#### Document passage:

- Opening Delimiter -

The desire to predict discoveries pervades modern science. The more predictable we can make the process of scientific discovery, the more efficiently resources will be used to support technological, biomedical, and scientific advances. However, our present understanding of how discoveries emerge is limited, and relatively few predictions by individuals, publishers, funding agencies, or hiring committees are made in a scientific way.
The statistical occurrence of innovations shows striking regularities that represent a starting point to get a deeper insight in the whole phenomenology(1). The widespread availability of bibliographic databases and online platforms—Google Scholar, PubMed, JSTOR and others—are enabling a new generation of researchers to develop deeper insights into the scientific process. These efforts raise a provocative question: Will we eventually be able to predict important discoveries or their discoverers?
This is the question that Aaron Clauset, Daniel B. Larremore, and Roberta Sinatra formulate in an essay(2) published in Science 3 Feb 2017. Their analysis and discussion is a piece in the “science of science” worth reading. As you may guess, the answer is not simple, and there is a dark side.
The history of scientific discovery provides evidence of both, discoveries which can be reasonably anticipated as theory and evidence accumulate—like the observation of gravitational waves, the structure of DNA, or the decoding of the human genome—and others—like antibiotics, programmable gene editing, and cosmic microwave background radiation—which seem impossible to predict. They represent puzzle pieces that change how we think the puzzle is organised or that find new uses in underdeveloped parts of the puzzle. (Surely, those introducing paradigm shifts(4).)
The authors explain how science’s social fabric determines the preferential attachment mechanism which explains why citations are distributed so unevenly across papers, and why some receive hundreds or even thousands of times more attention than the typical paper. This model also makes remarkably good predictions for how citations accumulate within a developing field. However, some discoveries do not follow these rules. For instance, there are papers far exceeding the predictions made by simple preferential attachment. And then, there are the sleeping beauties, and the funerals
Researchers have investigated the predictability of individual scientists’ performance and achievements over the course of a career. The conventional narrative(3) is that, after being hired, a researcher’s productivity tends to rise rapidly to an early peak and then gradually declines (see figure below). It was also widely believed that the early to middle years of a career are more likely to produce a scientist’s “personal best” discovery (i.e., most well cited result).

- Closing Delimiter -

#### Entries provided:
- Opening Delimiter -

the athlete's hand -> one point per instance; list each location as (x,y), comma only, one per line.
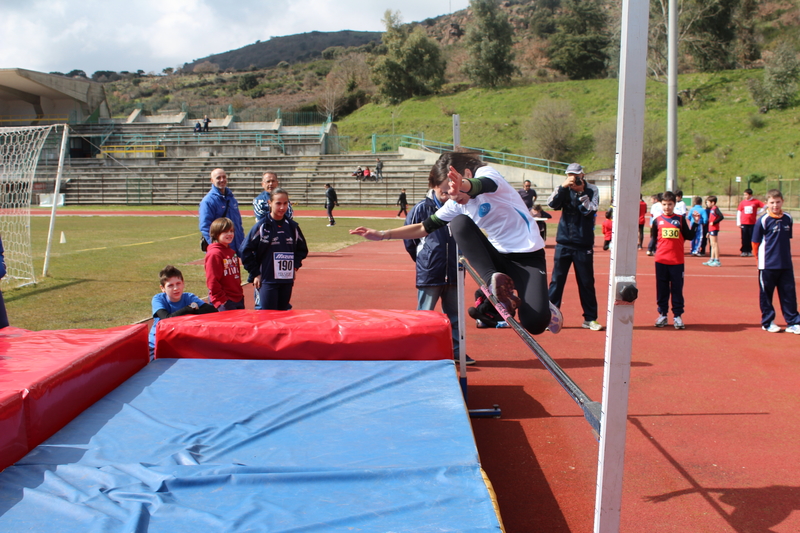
(367,233)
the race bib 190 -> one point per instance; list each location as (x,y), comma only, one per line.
(284,265)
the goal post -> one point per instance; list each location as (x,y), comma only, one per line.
(20,148)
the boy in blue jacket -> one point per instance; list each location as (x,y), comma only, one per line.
(436,257)
(273,251)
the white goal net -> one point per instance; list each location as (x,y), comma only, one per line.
(19,152)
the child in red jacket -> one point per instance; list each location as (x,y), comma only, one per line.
(714,218)
(223,278)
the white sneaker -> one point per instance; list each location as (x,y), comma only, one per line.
(556,320)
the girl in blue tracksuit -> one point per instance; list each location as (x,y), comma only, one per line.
(272,253)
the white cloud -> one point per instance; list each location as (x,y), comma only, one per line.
(91,35)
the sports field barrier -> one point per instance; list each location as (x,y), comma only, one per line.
(591,409)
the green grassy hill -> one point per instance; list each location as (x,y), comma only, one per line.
(721,133)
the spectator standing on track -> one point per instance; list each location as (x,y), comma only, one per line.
(670,231)
(655,211)
(269,182)
(273,253)
(772,244)
(680,205)
(577,199)
(223,276)
(527,194)
(219,203)
(403,203)
(510,257)
(715,216)
(746,216)
(537,211)
(699,233)
(608,229)
(642,213)
(436,258)
(331,201)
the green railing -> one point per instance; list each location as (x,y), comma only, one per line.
(390,143)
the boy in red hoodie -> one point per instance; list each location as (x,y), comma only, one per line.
(670,231)
(608,226)
(223,278)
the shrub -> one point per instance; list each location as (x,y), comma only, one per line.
(551,130)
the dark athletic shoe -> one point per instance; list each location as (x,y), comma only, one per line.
(503,289)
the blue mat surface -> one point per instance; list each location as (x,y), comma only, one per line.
(228,445)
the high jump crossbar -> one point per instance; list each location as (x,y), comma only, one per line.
(591,409)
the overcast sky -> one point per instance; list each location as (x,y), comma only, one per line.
(92,35)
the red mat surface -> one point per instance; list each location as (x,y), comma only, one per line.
(711,443)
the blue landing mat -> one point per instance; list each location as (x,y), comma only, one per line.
(226,445)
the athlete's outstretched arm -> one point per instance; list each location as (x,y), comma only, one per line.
(412,231)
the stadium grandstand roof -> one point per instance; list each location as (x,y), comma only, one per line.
(28,97)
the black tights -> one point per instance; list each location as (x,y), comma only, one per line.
(528,270)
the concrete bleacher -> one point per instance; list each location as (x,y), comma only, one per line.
(147,163)
(186,180)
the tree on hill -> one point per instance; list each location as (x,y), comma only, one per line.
(489,41)
(413,64)
(778,90)
(577,49)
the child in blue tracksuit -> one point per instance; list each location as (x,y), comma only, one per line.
(700,234)
(772,244)
(272,253)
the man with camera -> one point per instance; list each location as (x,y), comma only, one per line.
(577,201)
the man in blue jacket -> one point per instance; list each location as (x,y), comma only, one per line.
(219,203)
(577,201)
(436,256)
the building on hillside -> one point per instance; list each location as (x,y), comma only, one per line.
(29,98)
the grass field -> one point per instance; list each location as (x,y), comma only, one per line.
(107,272)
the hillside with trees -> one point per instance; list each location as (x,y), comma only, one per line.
(477,62)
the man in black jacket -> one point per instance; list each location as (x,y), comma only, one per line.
(577,201)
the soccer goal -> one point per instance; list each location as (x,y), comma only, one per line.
(20,148)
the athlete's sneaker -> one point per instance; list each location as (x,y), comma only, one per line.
(556,320)
(502,287)
(593,325)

- Closing Delimiter -

#### Exercise:
Write what comes next in the text about predicting scientific discoveries, picking up after its paragraph on the productivity of scientists over a career.

#### Response to the exercise:
More recent studies show that there is no correlation between the impact of a discovery and its timing within a scientist’s career. In fact, the personal best is more likely to occur in the more productive phases of a scientist’s career, which may or may not coincide with early years. It is also interesting to learn that grant proposals led by female or non-white investigators, or those focused on interdisciplinary research, are less likely to receive funding.
Citations and publications are measures of past success that exhibit a strong feedback loop. When combined with the hyper-competitive nature of modern scientific publishing, funding, and hiring, they can create dramatic inequalities in apparent success.
We have a responsibility to ensure that the use of prediction tools does not inhibit future discovery, marginalize underrepresented groups, exclude novel ideas, or discourage interdisciplinary work and the development of new fields.
Relying too heavily on those measures may have unintended consequences, much in the vein of a self-fulfilling prophecy (and similar to the filter bubble what we are seeing in other areas invaded by a reckless use of big data).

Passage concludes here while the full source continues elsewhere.